- [INFORMATION]
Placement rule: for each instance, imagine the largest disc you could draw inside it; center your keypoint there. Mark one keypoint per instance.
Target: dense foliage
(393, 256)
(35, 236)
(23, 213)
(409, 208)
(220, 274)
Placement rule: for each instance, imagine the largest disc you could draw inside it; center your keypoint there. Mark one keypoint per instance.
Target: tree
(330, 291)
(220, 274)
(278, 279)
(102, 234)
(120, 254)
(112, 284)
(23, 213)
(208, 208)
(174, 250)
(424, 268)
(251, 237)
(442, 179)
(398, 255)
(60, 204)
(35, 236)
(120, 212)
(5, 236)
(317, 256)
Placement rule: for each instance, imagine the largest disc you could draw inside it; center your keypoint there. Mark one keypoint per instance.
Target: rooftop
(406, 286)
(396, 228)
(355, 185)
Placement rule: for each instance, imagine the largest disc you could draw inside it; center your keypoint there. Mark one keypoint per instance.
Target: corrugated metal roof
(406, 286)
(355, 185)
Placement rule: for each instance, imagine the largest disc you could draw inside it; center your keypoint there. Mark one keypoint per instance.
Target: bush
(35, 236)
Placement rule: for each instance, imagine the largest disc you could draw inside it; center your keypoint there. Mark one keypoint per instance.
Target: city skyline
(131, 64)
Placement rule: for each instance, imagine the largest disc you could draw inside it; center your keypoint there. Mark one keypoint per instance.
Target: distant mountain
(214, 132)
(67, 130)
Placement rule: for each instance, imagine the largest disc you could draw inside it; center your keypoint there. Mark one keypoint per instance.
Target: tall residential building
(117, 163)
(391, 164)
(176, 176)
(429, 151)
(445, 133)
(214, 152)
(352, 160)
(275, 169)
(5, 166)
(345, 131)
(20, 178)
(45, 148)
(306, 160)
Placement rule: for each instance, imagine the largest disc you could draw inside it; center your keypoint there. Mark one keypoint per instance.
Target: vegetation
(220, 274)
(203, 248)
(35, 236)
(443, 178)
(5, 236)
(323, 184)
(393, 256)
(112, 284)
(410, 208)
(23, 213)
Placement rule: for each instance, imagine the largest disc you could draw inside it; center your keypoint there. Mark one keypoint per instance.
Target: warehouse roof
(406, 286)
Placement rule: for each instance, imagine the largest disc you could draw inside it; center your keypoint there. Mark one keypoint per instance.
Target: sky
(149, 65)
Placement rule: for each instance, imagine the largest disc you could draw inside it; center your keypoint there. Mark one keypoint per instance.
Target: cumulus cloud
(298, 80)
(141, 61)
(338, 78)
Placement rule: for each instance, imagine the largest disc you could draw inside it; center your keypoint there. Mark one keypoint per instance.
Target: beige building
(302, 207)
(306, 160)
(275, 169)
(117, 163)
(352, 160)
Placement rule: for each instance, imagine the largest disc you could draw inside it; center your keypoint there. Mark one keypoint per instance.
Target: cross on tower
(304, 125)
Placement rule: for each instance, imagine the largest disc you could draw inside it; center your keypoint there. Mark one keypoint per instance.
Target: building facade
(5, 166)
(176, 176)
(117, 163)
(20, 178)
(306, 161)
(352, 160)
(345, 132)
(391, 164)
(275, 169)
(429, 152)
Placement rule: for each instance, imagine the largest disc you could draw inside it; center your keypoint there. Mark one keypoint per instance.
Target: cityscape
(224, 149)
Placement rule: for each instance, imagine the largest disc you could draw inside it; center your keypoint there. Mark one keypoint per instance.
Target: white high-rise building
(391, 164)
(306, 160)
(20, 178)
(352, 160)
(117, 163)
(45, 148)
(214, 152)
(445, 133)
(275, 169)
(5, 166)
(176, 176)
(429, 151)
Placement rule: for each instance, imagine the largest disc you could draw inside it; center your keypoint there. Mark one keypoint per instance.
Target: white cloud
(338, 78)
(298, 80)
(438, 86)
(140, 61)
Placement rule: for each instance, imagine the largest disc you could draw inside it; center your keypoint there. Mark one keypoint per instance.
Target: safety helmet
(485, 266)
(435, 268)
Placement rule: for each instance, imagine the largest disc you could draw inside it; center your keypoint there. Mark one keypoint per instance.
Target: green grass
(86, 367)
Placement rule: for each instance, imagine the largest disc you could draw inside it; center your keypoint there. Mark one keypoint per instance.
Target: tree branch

- [ACTION ITEM] Repeat all the lines above verbatim.

- [ANSWER FOR THE TASK]
Placement rule: for each instance, imagine the largest disc you could draw inside it; center your keypoint there. Mark one keypoint per instance.
Target: dense foliage
(393, 256)
(35, 236)
(23, 213)
(409, 208)
(220, 274)
Placement rule: for each instance, imagine the largest disc you could draw inside it; center your keypoint there. Mark one keypoint per instance.
Target: tree
(330, 291)
(220, 274)
(278, 279)
(102, 234)
(120, 254)
(112, 284)
(23, 213)
(208, 208)
(174, 250)
(424, 268)
(251, 237)
(442, 179)
(398, 255)
(60, 204)
(35, 236)
(120, 212)
(5, 236)
(317, 256)
Placement rule: for each instance, imagine the largest disc you could draw inside it; center your keypoint there. Mark one keypoint per instance.
Target: rooftop
(406, 286)
(396, 228)
(355, 185)
Placement rule: for each instance, imagine the largest disc you could draw inside it; center your keypoint there. Mark one keypoint per instance.
Target: corrugated metal roof
(406, 286)
(355, 185)
Placement rule: for each instance, imagine the largest disc you could draw inside it; center your keypoint there. Mark one keypoint per instance.
Target: bush
(35, 236)
Placement rule: for each instance, imagine the largest disc you could draw inside it; center your keypoint there. Mark one keypoint per instance.
Target: city skyline
(131, 64)
Placement rule: for each instance, imagine the largest disc you could draw inside it; center your keypoint there. Mark one keypoint per instance.
Target: distant mountain
(214, 132)
(67, 130)
Placement rule: for each instance, imagine the largest disc you could draw inside it; center your keypoint there. Mark one keypoint per instance.
Target: tall residential building
(117, 163)
(391, 164)
(176, 176)
(429, 151)
(445, 133)
(214, 152)
(352, 160)
(275, 169)
(5, 166)
(345, 131)
(20, 178)
(45, 148)
(306, 160)
Placement rule: for each instance, imagine the largest disc you could draw inside it; center your keypoint there. Mark one keypoint per instance.
Target: vegetation
(220, 274)
(203, 248)
(35, 236)
(443, 178)
(5, 236)
(323, 184)
(393, 256)
(112, 284)
(410, 208)
(23, 213)
Placement rule: for each instance, imagine the largest disc you could draw inside it; center your keypoint there. Mark one keypoint per instance.
Target: warehouse roof
(406, 286)
Placement rule: for each instance, imagine the largest disc you could draw inside it; center your keypoint there. Mark one keypoint per instance.
Target: sky
(149, 65)
Placement rule: for each instance, imagine the largest disc you could draw inside it; center your keypoint there. Mark one keypoint per instance.
Target: cumulus cloud
(298, 80)
(141, 61)
(338, 78)
Placement rule: for each instance, imagine the largest disc you could draw inside it; center your keypoint there. Mark one keypoint per instance.
Target: beige building
(302, 207)
(306, 160)
(275, 169)
(117, 163)
(352, 160)
Placement rule: for each instance, imagine the largest disc you could draw inside it; center your keypoint there. Mark one keypoint per instance.
Target: cross on tower
(304, 125)
Placement rule: for each instance, imagine the largest disc you could draw inside it; center your keypoint there. Mark one keypoint per instance.
Target: building facade
(5, 166)
(176, 176)
(117, 163)
(20, 178)
(306, 161)
(352, 160)
(345, 132)
(391, 164)
(275, 169)
(429, 152)
Placement rule: for each instance, imagine the largest disc you could draw inside it; center your keypoint there. Mark one keypoint per instance.
Target: cityscape
(224, 149)
Placement rule: for each instance, imagine the largest disc you could draw inside it; center your keypoint there. Mark one keypoint per instance.
Target: white high-rise building
(391, 164)
(306, 160)
(20, 178)
(352, 160)
(117, 163)
(45, 148)
(214, 152)
(445, 133)
(275, 169)
(5, 166)
(176, 176)
(429, 151)
Placement rule: for each instance, imagine the largest disc you could draw inside it; center your keypoint there. Mark one keypoint per instance.
Target: white cloud
(338, 78)
(298, 80)
(438, 86)
(140, 61)
Placement rule: for each instance, imagine the largest disc you could draw inside it; center your keypoint there. Mark one keypoint per instance.
Target: safety helmet
(485, 266)
(435, 268)
Placement rule: for each instance, imagine the largest disc you could draw inside it; center your keypoint there. Mark one keypoint per instance.
Target: green grass
(86, 367)
Placement rule: for each instance, imagine the largest disc you could draw inside it; center your keypoint there. Mark one keypoint per instance.
Target: tree branch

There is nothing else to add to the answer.